### Aim of the exercise
In the essay on adaptive reuse, what was the Tate Modern building before it housed contemporary art?

Dunne and Rabay emphasize very much that designers should take a new approach to design but is a new invention truly a new invention?

Window and the Mirror

Nieto Sobejano theorizes “every work is the mirror of another” and “many of our projects have been devised from images and remembrances previously recorded in our memory, perhaps unconsciously, through impressions received in unexpected circumstances.” So perhaps these ‘new inventions’ are an iteration of some sort of something we have seen in our past lives. It is a connection and a revival of our past culture. And it is “only when grouped together, like pieces of an imaginary puzzle, do they reveal what unconsciously connects them”. They are unconnected circumstances that in the end resemble one another. Projects are a reflection of one another almost like an endless play of mirrors. Perhaps it is fair to say that we look to past cultural references in order to create a better future.

A more conscious effort of this idea is evident in adaptive reuse projects. We satisfy the world’s needs by using what we already have in the past and by no means do we compromise the resources of future generations. It provides a window in how our environment had been previously structured as well as a vision into where they fit into our future. The physical appearance, and its social, cultural, and historic meaning are preserved for future generation to learn and develop upon. The ability to reflect on culture allows our society to grow and develop itself. We can reflect on past mistakes or accomplishments and use it to our advantage. As John Berger so famously states: “ a people or a class which is cut off from its own past is far less free to choose and to act as a people or class than one that has been able to situate itself in history.”

Gasometer in Venice

Gasometer in Venice

This adaptive reuse project in Gasometer City in Vienna Austria took four disused gasometers and revamped it. The gas plant serviced 88 good years to large-scale coal gas and electricity supplies until it was permanently shut down after natural gas supplies emerged. Each of the gasometers was reprogramed to create zones for living, working, and entertainment. As a result, a vast walled city within a city was produced. A close-knit inner community was created and it hints at a miniature self sustaining society.

Screen Shot 2015-04-16 at 2.30.00 AM

Another adaptive reuse project is the Tate Modern Skyline located in London. It was an old oil-fired power station, which now houses an international collection of contemporary art. Much of the main electricity generators were left in its original forms providing a vast gallery for art installation. Its space and its ability undergo transformation time and time again that has changed people’s perceptions of art.

Rem Koolhaas explains through adaptive reuse, designers are “constantly projecting new layers of civilization on old systems” and that the “sum of modifications would reflect the never-ending evolution of systems”.   We are creating layers that give us the ability to trace back our history and expose ourselves to the once existing culture. The knowledge of our past gives us the power to move forward.



This project is not an adaptive reuse project, but there is the evidence of the imbedding of its cultural roots. It is a refrigerator designed by a designer and where the inspiration of the Portuguese ‘postigo’- small door or window within a regular door- shines through.

### Data section
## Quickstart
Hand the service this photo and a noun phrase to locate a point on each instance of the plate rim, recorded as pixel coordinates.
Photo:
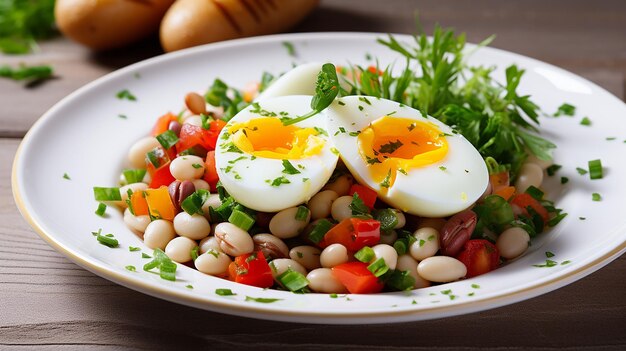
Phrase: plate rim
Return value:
(259, 311)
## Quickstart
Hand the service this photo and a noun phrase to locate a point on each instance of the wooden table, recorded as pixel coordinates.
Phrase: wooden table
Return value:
(47, 302)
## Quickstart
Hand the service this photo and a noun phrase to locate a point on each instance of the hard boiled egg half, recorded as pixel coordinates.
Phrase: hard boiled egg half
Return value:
(416, 164)
(268, 166)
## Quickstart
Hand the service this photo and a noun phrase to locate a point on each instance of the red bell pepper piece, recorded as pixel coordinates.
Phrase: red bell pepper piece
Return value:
(357, 278)
(524, 200)
(251, 269)
(366, 194)
(479, 256)
(353, 233)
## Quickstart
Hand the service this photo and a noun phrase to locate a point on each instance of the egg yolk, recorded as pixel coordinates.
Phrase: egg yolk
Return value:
(390, 145)
(267, 137)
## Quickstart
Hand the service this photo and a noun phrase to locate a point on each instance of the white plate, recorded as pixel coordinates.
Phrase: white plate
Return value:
(84, 137)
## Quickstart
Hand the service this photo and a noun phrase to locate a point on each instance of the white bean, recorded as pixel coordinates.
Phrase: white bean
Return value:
(158, 233)
(200, 184)
(341, 185)
(408, 263)
(281, 265)
(334, 255)
(387, 253)
(138, 223)
(233, 240)
(194, 227)
(426, 243)
(529, 174)
(388, 237)
(323, 280)
(512, 242)
(209, 243)
(340, 209)
(307, 256)
(435, 223)
(179, 249)
(321, 203)
(441, 269)
(270, 245)
(285, 225)
(137, 152)
(188, 167)
(213, 262)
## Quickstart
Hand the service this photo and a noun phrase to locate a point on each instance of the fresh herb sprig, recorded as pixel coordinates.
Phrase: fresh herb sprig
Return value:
(326, 90)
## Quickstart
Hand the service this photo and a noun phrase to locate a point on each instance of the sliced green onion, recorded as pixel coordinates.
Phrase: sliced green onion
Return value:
(134, 175)
(167, 139)
(387, 217)
(535, 193)
(101, 209)
(595, 169)
(241, 219)
(378, 267)
(105, 240)
(319, 230)
(365, 255)
(302, 214)
(358, 207)
(289, 168)
(224, 292)
(193, 203)
(292, 280)
(107, 194)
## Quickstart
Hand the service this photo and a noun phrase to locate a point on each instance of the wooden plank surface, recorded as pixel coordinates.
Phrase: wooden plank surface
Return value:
(47, 302)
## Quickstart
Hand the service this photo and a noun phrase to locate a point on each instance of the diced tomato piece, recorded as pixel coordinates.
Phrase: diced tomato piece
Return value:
(357, 278)
(353, 233)
(479, 256)
(251, 269)
(139, 203)
(160, 176)
(366, 194)
(210, 173)
(163, 123)
(524, 200)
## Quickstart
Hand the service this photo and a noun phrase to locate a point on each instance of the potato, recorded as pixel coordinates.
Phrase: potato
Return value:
(194, 22)
(107, 24)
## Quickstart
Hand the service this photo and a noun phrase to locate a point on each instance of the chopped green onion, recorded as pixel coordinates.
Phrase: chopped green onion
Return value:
(365, 255)
(292, 280)
(101, 209)
(107, 194)
(167, 139)
(552, 169)
(134, 175)
(241, 219)
(261, 299)
(535, 193)
(302, 214)
(319, 230)
(107, 240)
(387, 217)
(378, 267)
(224, 292)
(289, 168)
(357, 206)
(595, 169)
(193, 203)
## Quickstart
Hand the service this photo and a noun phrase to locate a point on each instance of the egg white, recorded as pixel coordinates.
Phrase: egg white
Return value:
(436, 190)
(249, 181)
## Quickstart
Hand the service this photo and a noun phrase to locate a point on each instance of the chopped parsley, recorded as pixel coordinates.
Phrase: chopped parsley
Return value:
(125, 95)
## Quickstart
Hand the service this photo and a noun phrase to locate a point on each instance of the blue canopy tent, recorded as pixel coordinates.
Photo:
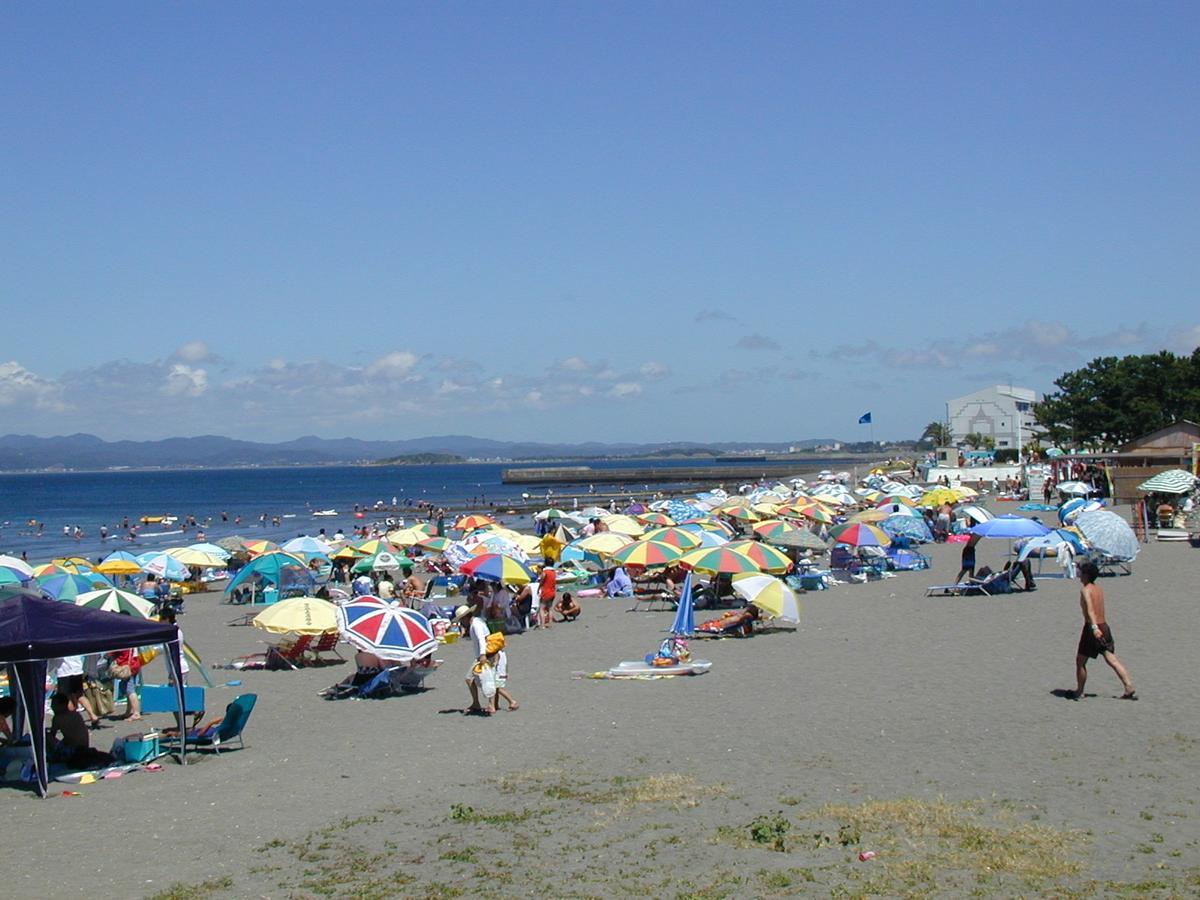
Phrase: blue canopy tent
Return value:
(34, 630)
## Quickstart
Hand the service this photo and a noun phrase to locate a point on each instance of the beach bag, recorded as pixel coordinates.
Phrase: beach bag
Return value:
(99, 697)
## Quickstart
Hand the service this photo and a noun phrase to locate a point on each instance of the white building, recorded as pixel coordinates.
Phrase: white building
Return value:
(1001, 412)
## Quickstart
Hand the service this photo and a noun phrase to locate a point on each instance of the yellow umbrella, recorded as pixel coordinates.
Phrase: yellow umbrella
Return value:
(624, 525)
(300, 616)
(606, 543)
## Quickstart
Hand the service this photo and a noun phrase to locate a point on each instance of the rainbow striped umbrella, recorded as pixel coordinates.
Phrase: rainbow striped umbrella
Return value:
(389, 629)
(718, 559)
(675, 535)
(768, 559)
(502, 569)
(647, 555)
(859, 534)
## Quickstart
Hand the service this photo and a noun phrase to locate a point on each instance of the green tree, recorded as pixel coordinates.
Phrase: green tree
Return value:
(936, 433)
(1114, 400)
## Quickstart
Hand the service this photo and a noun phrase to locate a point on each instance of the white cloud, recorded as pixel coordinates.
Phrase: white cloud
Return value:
(185, 381)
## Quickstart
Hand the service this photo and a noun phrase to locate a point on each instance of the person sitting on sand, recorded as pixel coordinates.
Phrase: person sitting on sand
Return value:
(568, 609)
(76, 748)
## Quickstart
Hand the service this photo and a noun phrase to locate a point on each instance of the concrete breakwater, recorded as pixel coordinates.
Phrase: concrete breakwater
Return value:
(687, 474)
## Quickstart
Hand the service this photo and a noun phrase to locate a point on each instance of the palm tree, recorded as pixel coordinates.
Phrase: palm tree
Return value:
(937, 433)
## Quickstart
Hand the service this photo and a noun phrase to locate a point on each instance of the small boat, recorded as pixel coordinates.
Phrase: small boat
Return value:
(634, 669)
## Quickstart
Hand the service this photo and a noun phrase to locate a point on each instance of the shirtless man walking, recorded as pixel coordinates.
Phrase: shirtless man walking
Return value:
(1097, 636)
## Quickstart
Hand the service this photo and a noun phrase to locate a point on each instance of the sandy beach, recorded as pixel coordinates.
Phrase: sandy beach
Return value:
(925, 730)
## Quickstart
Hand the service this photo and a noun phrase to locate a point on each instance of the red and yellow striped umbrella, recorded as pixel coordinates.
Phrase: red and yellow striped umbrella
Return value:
(768, 559)
(676, 537)
(647, 555)
(712, 561)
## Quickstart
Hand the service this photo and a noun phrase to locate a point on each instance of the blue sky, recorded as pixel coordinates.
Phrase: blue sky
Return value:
(583, 221)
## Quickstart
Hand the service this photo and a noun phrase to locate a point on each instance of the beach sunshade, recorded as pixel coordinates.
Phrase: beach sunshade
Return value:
(469, 523)
(1011, 527)
(1170, 481)
(388, 629)
(801, 539)
(939, 497)
(685, 612)
(767, 558)
(858, 534)
(769, 594)
(647, 555)
(197, 557)
(910, 527)
(307, 547)
(501, 569)
(69, 587)
(163, 565)
(1074, 487)
(675, 535)
(718, 559)
(298, 616)
(606, 543)
(113, 600)
(120, 563)
(1108, 533)
(655, 520)
(624, 525)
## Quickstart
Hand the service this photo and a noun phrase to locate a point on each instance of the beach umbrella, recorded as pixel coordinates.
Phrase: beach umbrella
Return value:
(658, 520)
(767, 558)
(163, 565)
(647, 555)
(624, 525)
(1074, 487)
(257, 547)
(307, 547)
(913, 528)
(469, 523)
(69, 587)
(197, 557)
(435, 544)
(388, 629)
(605, 543)
(1170, 481)
(801, 539)
(299, 616)
(675, 535)
(19, 569)
(1009, 526)
(976, 513)
(685, 611)
(717, 561)
(1108, 533)
(113, 600)
(501, 569)
(120, 563)
(937, 497)
(858, 534)
(769, 594)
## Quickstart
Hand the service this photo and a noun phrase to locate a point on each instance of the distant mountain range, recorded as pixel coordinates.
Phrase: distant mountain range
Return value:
(25, 453)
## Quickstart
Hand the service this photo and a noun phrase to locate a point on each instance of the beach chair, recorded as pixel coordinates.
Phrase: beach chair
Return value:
(995, 583)
(286, 654)
(220, 732)
(327, 643)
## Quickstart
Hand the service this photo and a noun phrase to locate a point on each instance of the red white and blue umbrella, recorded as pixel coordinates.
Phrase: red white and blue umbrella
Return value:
(388, 629)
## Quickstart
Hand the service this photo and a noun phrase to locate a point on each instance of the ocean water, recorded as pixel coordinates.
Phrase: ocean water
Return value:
(64, 501)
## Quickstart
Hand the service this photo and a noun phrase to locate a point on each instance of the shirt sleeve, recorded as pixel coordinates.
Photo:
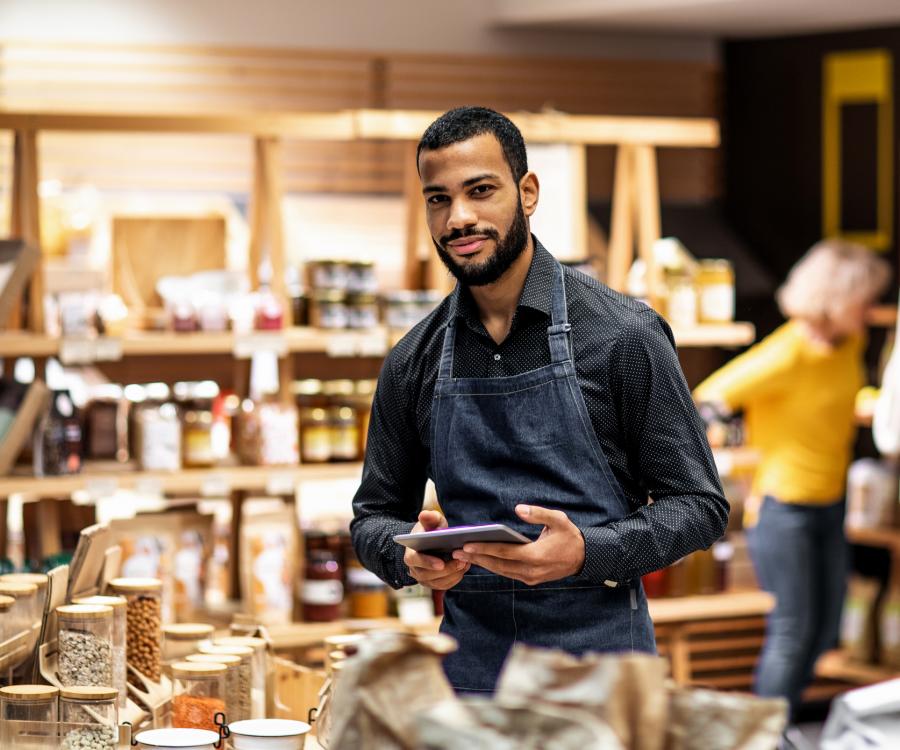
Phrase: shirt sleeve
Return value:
(667, 443)
(390, 495)
(761, 371)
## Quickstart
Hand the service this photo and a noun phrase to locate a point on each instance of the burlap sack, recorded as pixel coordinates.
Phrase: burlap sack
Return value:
(627, 692)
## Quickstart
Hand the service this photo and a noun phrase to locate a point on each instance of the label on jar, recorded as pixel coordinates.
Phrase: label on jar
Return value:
(322, 593)
(717, 303)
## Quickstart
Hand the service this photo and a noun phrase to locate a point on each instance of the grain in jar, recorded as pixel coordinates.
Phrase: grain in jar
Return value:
(119, 607)
(38, 706)
(85, 646)
(237, 692)
(144, 622)
(89, 718)
(198, 695)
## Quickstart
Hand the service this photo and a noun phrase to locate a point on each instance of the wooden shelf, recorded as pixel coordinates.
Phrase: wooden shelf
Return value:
(728, 604)
(724, 335)
(216, 482)
(836, 665)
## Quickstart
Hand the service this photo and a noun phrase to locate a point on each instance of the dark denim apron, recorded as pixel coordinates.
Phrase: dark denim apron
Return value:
(499, 442)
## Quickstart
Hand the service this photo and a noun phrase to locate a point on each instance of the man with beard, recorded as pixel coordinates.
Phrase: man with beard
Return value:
(538, 398)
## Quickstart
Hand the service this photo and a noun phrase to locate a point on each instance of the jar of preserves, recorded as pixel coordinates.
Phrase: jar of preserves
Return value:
(144, 622)
(362, 311)
(344, 427)
(328, 310)
(323, 589)
(183, 639)
(89, 718)
(715, 285)
(315, 436)
(29, 717)
(119, 607)
(236, 702)
(247, 673)
(361, 277)
(198, 695)
(85, 645)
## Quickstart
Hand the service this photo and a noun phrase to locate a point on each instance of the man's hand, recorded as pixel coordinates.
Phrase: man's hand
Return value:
(431, 571)
(558, 552)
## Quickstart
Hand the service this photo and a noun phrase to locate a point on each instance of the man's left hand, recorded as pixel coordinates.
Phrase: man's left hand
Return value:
(558, 552)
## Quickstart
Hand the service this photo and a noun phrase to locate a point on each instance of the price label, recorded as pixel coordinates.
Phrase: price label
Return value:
(246, 345)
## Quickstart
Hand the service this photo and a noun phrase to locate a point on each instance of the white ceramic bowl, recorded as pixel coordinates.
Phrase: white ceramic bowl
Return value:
(268, 734)
(177, 739)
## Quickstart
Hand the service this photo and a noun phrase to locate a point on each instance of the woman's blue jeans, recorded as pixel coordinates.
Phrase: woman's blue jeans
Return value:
(800, 555)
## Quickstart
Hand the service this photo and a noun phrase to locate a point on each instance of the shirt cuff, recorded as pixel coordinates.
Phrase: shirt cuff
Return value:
(603, 555)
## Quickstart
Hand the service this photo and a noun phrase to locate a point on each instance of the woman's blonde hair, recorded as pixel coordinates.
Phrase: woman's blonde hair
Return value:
(832, 278)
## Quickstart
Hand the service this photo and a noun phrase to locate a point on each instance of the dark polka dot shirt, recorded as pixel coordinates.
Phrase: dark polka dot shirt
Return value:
(639, 403)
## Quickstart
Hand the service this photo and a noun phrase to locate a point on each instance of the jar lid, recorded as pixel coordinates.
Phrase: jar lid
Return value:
(41, 580)
(188, 631)
(189, 670)
(229, 660)
(136, 584)
(233, 650)
(116, 602)
(17, 590)
(29, 693)
(89, 693)
(84, 611)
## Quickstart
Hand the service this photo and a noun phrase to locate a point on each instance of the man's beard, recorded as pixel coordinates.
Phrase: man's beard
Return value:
(508, 249)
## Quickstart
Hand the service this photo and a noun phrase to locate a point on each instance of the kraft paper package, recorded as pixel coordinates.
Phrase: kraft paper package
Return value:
(485, 725)
(724, 721)
(382, 688)
(627, 692)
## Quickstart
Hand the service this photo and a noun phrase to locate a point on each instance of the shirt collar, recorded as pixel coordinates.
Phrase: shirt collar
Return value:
(535, 293)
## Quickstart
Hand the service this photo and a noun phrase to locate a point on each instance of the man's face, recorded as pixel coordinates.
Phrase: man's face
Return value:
(474, 208)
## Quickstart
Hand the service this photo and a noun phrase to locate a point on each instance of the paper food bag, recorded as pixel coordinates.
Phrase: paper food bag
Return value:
(627, 692)
(724, 721)
(484, 725)
(391, 678)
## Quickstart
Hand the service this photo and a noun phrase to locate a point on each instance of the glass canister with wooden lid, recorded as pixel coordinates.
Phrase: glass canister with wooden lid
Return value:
(89, 718)
(28, 717)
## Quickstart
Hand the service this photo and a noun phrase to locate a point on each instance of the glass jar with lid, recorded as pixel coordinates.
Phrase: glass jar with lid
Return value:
(198, 695)
(183, 639)
(119, 607)
(715, 284)
(237, 692)
(261, 671)
(89, 718)
(144, 622)
(85, 645)
(246, 672)
(28, 717)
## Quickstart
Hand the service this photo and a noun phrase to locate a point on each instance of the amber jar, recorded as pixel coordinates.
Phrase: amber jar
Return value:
(315, 436)
(323, 590)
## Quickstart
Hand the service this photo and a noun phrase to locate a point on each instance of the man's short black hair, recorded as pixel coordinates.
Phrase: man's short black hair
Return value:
(463, 123)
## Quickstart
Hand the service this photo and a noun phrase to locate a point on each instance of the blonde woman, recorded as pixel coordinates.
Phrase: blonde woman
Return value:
(797, 389)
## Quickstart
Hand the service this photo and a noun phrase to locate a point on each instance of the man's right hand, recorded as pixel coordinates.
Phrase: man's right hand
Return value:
(432, 571)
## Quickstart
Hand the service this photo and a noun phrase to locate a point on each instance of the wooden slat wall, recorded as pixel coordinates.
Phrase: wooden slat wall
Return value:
(174, 79)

### Response below
An oil-fired power station.